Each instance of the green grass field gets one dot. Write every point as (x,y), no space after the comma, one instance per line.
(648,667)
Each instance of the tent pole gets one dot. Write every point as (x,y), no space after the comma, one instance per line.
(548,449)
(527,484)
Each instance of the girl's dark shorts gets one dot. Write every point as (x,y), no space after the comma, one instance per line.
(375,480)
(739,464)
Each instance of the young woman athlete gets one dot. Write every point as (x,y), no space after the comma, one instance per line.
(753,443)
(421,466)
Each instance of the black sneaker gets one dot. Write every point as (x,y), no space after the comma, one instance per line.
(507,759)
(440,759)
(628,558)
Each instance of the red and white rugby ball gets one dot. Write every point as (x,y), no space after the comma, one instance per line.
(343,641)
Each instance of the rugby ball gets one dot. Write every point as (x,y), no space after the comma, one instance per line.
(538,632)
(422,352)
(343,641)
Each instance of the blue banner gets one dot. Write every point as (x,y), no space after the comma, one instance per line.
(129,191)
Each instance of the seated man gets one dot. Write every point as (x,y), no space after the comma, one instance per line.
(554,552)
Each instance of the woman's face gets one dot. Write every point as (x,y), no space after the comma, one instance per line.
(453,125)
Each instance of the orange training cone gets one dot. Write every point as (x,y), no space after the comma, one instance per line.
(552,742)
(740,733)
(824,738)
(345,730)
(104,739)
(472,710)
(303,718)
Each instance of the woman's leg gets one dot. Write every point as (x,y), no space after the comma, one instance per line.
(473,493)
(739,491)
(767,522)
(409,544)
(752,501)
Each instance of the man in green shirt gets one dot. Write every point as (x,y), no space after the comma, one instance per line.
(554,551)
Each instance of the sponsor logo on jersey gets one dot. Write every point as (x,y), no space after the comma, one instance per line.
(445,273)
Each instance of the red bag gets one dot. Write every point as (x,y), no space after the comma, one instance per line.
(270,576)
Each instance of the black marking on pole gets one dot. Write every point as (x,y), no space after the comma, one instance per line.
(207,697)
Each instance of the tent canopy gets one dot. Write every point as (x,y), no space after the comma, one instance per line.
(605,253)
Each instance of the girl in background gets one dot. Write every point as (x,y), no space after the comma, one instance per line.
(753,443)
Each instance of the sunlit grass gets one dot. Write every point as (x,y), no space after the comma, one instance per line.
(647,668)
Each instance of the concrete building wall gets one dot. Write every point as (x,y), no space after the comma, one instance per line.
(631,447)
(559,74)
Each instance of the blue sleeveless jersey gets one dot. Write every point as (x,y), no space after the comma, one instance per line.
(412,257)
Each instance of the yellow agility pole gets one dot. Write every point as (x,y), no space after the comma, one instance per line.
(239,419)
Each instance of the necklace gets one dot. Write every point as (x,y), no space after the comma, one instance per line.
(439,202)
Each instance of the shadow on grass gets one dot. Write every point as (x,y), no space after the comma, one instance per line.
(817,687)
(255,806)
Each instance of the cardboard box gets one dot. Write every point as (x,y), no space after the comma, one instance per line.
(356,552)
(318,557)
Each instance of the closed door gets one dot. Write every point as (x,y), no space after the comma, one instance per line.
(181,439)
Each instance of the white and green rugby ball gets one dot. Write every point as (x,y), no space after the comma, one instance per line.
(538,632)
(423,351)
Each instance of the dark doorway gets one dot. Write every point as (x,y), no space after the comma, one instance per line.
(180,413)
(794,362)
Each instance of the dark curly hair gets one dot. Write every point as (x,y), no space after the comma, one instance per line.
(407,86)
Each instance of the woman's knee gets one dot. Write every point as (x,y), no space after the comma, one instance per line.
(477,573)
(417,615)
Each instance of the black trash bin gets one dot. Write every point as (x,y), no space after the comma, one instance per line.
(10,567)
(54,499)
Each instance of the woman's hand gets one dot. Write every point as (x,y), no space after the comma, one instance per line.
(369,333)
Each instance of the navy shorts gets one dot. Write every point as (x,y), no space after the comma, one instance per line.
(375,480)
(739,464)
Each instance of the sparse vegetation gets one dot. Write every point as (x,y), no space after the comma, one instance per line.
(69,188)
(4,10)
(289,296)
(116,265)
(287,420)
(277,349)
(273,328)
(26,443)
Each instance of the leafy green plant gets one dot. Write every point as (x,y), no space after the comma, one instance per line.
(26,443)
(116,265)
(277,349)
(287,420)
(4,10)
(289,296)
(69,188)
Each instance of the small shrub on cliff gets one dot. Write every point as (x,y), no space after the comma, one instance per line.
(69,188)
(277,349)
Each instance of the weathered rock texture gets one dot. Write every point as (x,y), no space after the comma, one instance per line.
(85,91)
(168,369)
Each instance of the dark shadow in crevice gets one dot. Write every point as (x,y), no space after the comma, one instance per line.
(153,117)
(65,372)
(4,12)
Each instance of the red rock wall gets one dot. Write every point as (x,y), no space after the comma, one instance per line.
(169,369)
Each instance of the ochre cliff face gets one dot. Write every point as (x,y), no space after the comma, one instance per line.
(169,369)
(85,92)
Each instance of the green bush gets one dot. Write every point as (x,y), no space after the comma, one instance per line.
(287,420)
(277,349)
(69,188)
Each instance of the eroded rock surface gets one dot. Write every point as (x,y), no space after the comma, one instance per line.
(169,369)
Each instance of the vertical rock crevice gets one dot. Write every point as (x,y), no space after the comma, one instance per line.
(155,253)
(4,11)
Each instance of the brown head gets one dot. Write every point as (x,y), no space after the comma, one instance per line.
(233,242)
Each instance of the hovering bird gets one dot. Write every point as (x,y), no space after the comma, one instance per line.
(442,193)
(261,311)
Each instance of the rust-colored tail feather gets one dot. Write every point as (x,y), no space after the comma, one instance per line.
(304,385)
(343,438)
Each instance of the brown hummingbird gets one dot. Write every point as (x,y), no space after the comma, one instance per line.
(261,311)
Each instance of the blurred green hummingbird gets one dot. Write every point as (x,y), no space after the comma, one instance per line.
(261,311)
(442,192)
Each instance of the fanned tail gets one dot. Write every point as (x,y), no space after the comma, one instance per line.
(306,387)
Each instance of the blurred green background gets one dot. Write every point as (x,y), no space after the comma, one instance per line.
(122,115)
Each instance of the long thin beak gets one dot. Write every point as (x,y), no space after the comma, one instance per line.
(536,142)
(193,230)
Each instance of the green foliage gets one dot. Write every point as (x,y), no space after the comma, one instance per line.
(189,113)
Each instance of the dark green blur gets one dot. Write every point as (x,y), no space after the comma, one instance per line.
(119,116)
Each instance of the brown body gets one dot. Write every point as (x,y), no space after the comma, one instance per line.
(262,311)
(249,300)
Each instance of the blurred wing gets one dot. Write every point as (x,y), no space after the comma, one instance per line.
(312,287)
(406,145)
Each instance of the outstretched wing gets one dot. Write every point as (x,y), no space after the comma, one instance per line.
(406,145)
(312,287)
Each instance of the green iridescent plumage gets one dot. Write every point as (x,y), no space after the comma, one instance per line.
• • • •
Pull out the lines of the records above word for word, beginning at the line that contains "Each instance of the brown body" and continuing through the last line of the records.

**Response to the exercise:**
Each instance of the brown body gets one dot. Write every point as (x,y), no space after the comma, one instance per line.
(262,311)
(249,300)
Each instance of the blurred wing gets one dot. Write every point as (x,y), no space after the comma, one instance per line.
(312,287)
(406,145)
Each instance of the outstretched wing gets one dot. Write every point as (x,y), no space after the comma, one instance per line.
(406,145)
(312,287)
Each instance of the green iridescent plumage gets one dot. Write every point as (x,y), no space after the comma, one instance per line.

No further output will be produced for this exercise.